[Quoted text]
▶

# Learning to Screen

**Authors:** Alon Cohen, Avinatan Hassidim, Haim Kaplan, Yishay Mansour, and Shay Moran

arXiv: 1902.04741 · 2019-06-03

## TL;DR

This paper studies online candidate screening for optimal recruitment, proposing algorithms that minimize retained candidates while ensuring the best matches, with improved bounds when prior training data is available.

## Contribution

It introduces a novel online assignment model for candidate screening and provides tight bounds on retention, showing significant improvements with training data.

## Key findings

- Optimal bounds on candidate retention for online matching.
- Training data reduces the number of retained candidates exponentially.
- Models applicable to large-scale recruitment scenarios.

◀

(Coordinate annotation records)
▶

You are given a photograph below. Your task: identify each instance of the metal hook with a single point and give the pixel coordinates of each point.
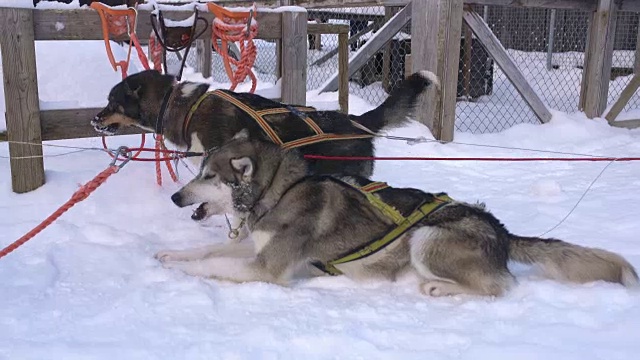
(124, 151)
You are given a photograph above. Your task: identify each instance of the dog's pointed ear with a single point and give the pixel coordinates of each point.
(243, 165)
(242, 135)
(133, 89)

◀

[To be done]
**a)** According to the paper summary, what effect does training data have on the number of retained candidates?
**b)** In one to three sentences, explain why the paper summary says the bounds improve when prior training data is available.
**c)** Please copy from the paper summary the part that opens with the words containing "## Contribution" and closes with "retained candidates exponentially.".

[Results by task]
**a)** It reduces the number of retained candidates exponentially.

**b)** The summary's key findings state that training data reduces the number of retained candidates exponentially. The algorithms aim to minimize retained candidates, so this reduction improves the bounds.

**c)**
## Contribution

It introduces a novel online assignment model for candidate screening and provides tight bounds on retention, showing significant improvements with training data.

## Key findings

- Optimal bounds on candidate retention for online matching.
- Training data reduces the number of retained candidates exponentially.